(Document text):
******
A MIDSUMMER NIGHT'S DREAM
Bristol Old Vic
Opened 7 March, 2013
***

The reunion of the team behind the staging of War Horse – director Tom Morris and the Cape Town-based Handspring Puppet Company – is a big deal; however, this is deliberately a much less polished affair than that international sensation. For Shakespeare’s comedy of lovers, fairies and a big ass, Morris and designer Vicki Mortimer have chosen a workshop aesthetic… in the literal, rude-mechanicals sense. Even the nobles are dressed in robust, well-worn shirts and pants, and instead of huge, complexly articulated wood-and-leather equine figures as in War Horse, most of the puppetry here involves quasi-found objects, and most of those are mere planks of wood. The crucial element here is the imagination, working from bare basics to conjure, for instance, Puck out of a basket and a hand-saw. The supernatural can be found anywhere, the marvellous amid the everyday.
    
Interestingly, the very opposite occurs with the young lovers. Perhaps the idea is that in love we are at our most definitively human, but the upshot is that the more intense these characters’ feelings grow, the more the actors abandon their half-metre-high wooden Mini-Mes and get into the thick of it themselves. It unravels the puppetry business slightly. In contrast, the mechanicals’ dramatic presentation overplays things with figures crudely hacked from wooden blocks and a vague “holy theatre” air reminiscent of the Polish company Wierszalin, whom Morris and I saw together on several 1990s Edinburgh Fringes.
******
(Short task 1):
Answer these questions from the review:
(a) Which puppet company joins director Tom Morris in this staging?
(b) From what two objects is Puck conjured?
(c) Which Polish company does the mechanicals' presentation recall?
******
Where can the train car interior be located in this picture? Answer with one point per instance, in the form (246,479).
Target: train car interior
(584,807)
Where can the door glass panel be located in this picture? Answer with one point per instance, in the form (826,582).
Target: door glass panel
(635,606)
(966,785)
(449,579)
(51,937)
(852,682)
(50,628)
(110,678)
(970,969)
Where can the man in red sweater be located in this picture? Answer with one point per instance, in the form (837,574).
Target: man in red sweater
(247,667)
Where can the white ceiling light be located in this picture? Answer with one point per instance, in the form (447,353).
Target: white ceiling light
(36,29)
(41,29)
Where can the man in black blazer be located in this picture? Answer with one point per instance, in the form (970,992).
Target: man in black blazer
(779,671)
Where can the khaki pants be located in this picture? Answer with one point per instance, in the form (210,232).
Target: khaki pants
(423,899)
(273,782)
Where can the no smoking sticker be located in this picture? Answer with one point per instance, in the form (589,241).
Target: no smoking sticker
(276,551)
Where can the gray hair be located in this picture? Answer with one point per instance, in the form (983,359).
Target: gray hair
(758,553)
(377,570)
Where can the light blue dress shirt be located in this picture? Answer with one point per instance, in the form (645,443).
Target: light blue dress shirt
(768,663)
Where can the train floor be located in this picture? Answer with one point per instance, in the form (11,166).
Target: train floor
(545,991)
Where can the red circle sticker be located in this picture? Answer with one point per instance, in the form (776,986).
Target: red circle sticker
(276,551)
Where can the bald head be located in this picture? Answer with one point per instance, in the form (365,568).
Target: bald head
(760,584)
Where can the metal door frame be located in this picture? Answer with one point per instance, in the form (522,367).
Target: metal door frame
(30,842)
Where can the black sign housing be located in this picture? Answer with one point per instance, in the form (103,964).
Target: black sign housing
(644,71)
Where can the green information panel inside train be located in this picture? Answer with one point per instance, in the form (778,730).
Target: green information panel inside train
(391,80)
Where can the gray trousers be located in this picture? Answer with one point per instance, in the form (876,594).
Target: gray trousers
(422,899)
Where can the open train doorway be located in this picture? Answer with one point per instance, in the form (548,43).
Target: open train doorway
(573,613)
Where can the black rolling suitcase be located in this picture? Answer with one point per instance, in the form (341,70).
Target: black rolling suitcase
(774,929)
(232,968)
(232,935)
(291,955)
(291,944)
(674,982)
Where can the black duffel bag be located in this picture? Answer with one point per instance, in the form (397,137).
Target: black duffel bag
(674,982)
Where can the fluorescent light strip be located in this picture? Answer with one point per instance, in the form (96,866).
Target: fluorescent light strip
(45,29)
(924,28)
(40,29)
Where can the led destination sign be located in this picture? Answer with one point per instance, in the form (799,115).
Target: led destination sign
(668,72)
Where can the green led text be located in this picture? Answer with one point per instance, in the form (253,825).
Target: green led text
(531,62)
******
(Short task 2): Please turn the entries, from the line containing "Where can the green led" through the end of the entries, into a Markdown table with the columns Row and Text, one line per row, leaving out blank lines.

(Correct output 1):
(a) The Cape Town-based Handspring Puppet Company.
(b) A basket and a hand-saw.
(c) Wierszalin.

(Correct output 2):
| Row | Text |
|---|---|
| 1 | Where can the green led text be located in this picture? Answer with one point per instance, in the form (253,825). |
| 2 | Target: green led text |
| 3 | (531,62) |